= Stated goal =
Return all of the data exactly as given.

= Information given =
++++++

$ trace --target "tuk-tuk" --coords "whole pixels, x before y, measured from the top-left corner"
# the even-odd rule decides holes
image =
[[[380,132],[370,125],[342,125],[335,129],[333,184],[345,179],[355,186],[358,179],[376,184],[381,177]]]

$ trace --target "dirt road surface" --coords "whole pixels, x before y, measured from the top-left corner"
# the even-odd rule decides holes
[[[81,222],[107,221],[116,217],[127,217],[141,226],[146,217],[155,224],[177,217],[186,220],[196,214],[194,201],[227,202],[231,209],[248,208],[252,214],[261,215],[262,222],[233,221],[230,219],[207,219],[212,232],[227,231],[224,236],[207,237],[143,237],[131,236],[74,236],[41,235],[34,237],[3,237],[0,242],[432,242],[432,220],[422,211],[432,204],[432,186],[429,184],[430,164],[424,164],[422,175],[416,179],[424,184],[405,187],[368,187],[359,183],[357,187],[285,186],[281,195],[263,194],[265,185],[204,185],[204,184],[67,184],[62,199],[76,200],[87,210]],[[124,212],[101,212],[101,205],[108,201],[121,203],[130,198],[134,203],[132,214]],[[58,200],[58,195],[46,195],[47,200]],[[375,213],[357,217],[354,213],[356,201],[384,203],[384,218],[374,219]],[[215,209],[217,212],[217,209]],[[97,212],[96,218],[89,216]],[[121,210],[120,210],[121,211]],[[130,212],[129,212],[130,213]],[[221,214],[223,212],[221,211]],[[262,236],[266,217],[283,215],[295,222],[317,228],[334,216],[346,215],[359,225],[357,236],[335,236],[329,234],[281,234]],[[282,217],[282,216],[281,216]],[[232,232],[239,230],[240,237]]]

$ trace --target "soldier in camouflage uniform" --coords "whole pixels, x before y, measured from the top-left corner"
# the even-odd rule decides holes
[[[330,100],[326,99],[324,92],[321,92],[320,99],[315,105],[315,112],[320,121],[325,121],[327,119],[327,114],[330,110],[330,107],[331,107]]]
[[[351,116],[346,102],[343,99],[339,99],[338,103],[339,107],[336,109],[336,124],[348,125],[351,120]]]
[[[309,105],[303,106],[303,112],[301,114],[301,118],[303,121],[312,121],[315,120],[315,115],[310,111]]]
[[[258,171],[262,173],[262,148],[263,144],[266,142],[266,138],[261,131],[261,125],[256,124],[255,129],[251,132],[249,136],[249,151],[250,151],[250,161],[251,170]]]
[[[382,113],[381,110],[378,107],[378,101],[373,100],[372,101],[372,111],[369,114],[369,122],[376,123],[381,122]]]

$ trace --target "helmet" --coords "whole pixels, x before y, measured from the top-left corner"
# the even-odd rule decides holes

++++++

= Complete output =
$ trace --target "tuk-tuk" --coords "whole pixels, x before y, measured from the top-left corner"
# the even-odd rule decides holes
image =
[[[380,132],[370,125],[342,125],[335,129],[333,184],[345,179],[355,186],[358,179],[376,184],[381,177]]]

$ trace --target "dirt road surface" --coords "whole pixels, x before y, measured from the top-left corner"
# the even-odd rule decides holes
[[[81,222],[107,221],[116,217],[127,217],[141,226],[146,217],[155,224],[177,217],[186,220],[196,214],[194,201],[227,202],[231,209],[248,208],[252,214],[261,215],[262,222],[233,221],[230,219],[207,219],[212,232],[227,231],[224,236],[207,237],[143,237],[131,236],[74,236],[41,235],[34,237],[3,237],[0,242],[432,242],[432,220],[422,211],[432,204],[432,186],[429,184],[430,164],[424,164],[422,175],[416,179],[424,184],[405,187],[368,187],[359,183],[357,187],[285,186],[281,195],[263,194],[265,185],[204,185],[204,184],[67,184],[62,199],[76,200],[87,210]],[[124,212],[101,212],[101,205],[108,201],[121,203],[130,198],[134,203],[132,214]],[[58,200],[58,195],[46,195],[47,200]],[[375,213],[357,217],[354,213],[356,201],[384,203],[384,218],[374,219]],[[215,209],[217,212],[217,209]],[[97,212],[96,218],[89,216]],[[121,210],[120,210],[121,211]],[[130,212],[129,212],[130,213]],[[221,214],[223,212],[221,211]],[[262,236],[266,217],[283,215],[295,222],[317,228],[334,216],[346,215],[359,225],[357,236],[335,236],[329,234],[281,234]],[[282,217],[282,216],[281,216]],[[232,232],[239,230],[240,237]]]

$ trace --target "soldier in camouflage uniform" --coords "whole pixels, x before y, measured from the top-left corner"
# the even-odd rule decides holes
[[[330,100],[326,99],[324,92],[321,92],[320,99],[315,105],[315,112],[320,121],[325,121],[327,119],[327,114],[330,110],[330,107],[331,107]]]
[[[351,116],[346,102],[343,99],[339,99],[338,103],[339,107],[336,109],[336,124],[348,125],[351,120]]]
[[[309,105],[303,106],[303,112],[301,114],[301,118],[303,121],[312,121],[315,120],[315,115],[310,111]]]
[[[258,171],[262,173],[262,148],[263,144],[266,142],[266,138],[261,131],[261,125],[256,124],[255,129],[251,132],[249,136],[249,151],[250,151],[250,161],[251,170]]]
[[[382,113],[381,110],[378,107],[378,101],[373,100],[372,101],[372,111],[369,114],[369,122],[376,123],[381,122]]]

$ trace --target "helmet" --coords "whole pixels, x before y, measured from the top-left corner"
# the even-odd rule decides holes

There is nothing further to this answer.